(Data shown Opens)

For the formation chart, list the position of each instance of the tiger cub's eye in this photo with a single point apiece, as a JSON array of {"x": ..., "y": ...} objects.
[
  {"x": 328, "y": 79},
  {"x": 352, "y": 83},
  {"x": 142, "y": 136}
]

(Data shown Closes)

* **What needs to be done**
Output the data in full, please, exactly as written.

* **Output below**
For the formation chart, list the position of each instance of the tiger cub's eye in this photo with a single point apiece, as a JSON array of {"x": ..., "y": ...} objects.
[
  {"x": 328, "y": 79},
  {"x": 352, "y": 83},
  {"x": 142, "y": 136}
]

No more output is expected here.